#### DATA SUPPLIED:
◆ ◆ ◆ ◆

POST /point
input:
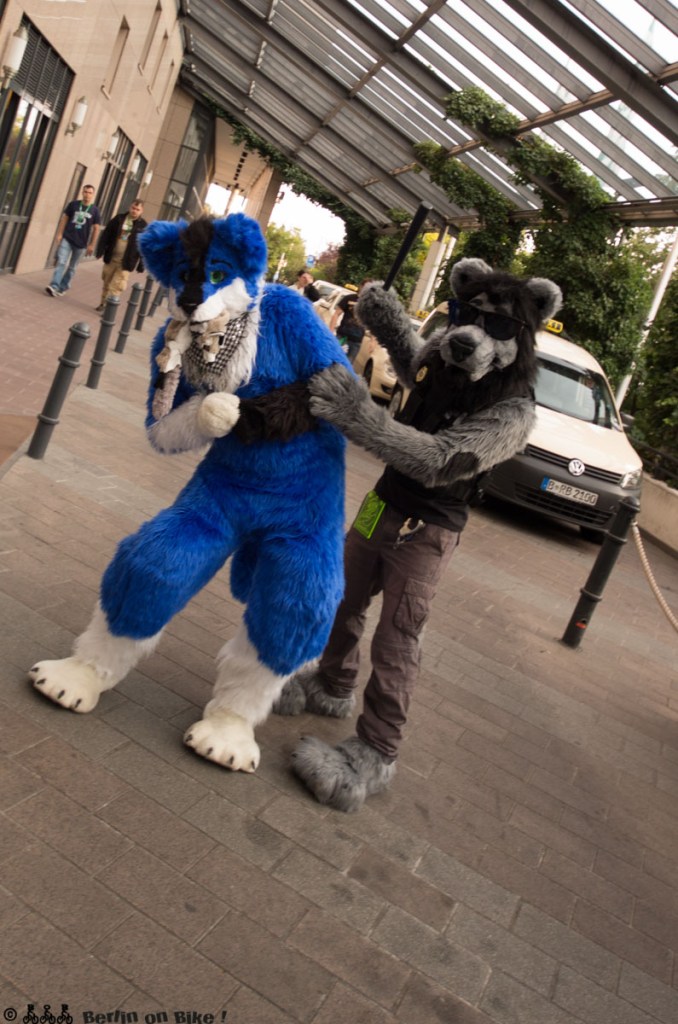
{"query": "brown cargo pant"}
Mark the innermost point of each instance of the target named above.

◆ ◆ ◆ ◆

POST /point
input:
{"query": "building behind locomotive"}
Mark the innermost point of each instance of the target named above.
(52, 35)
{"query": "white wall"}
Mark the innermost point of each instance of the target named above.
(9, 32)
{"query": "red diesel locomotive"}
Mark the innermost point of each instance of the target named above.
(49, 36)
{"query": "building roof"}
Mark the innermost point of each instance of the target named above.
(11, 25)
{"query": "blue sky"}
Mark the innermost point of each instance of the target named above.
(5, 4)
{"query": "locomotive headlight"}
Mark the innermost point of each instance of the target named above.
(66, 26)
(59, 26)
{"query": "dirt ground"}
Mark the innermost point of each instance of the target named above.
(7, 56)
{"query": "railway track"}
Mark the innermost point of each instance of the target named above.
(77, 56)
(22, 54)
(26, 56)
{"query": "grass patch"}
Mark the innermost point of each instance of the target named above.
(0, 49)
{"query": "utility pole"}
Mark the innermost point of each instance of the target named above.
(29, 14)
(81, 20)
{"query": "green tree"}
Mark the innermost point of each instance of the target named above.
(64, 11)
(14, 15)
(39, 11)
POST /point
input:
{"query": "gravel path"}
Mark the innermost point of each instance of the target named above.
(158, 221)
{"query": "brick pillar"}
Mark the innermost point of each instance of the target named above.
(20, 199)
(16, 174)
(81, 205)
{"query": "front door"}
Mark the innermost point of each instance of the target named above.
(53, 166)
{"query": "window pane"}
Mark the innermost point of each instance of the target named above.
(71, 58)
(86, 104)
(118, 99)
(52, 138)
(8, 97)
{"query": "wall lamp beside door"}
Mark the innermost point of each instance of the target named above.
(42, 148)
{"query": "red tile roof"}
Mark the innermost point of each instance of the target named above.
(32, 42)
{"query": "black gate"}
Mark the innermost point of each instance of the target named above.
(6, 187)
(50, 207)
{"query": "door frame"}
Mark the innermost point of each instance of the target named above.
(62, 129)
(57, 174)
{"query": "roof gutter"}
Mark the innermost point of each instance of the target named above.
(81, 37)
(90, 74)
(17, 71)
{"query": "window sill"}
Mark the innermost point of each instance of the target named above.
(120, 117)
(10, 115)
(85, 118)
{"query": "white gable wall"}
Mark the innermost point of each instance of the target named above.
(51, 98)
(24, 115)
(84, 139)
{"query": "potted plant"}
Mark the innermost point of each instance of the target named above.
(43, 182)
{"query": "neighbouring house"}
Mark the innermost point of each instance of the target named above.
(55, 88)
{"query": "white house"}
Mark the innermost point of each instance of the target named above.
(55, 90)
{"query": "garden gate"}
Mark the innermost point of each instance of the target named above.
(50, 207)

◆ ◆ ◆ ◆

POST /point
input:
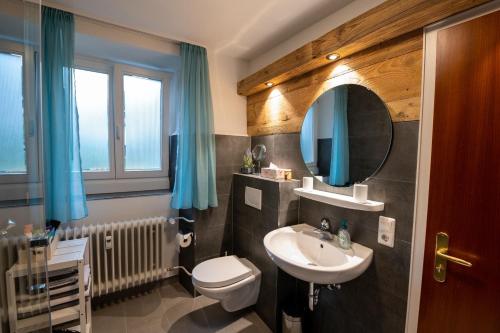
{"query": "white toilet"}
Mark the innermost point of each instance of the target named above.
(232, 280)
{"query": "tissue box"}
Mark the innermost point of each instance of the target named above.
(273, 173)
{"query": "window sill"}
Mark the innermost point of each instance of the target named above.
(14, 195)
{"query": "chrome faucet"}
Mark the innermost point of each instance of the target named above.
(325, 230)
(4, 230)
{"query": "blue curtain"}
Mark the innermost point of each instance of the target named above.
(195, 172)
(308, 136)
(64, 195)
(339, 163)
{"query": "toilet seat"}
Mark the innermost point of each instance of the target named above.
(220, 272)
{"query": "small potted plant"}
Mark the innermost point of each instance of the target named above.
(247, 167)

◆ ◆ ◆ ◆

Pull out every line of the material above that contains the word "plant", copying each line in full.

#### WRITTEN SOLUTION:
{"query": "potted plant"}
{"query": "small potted plant"}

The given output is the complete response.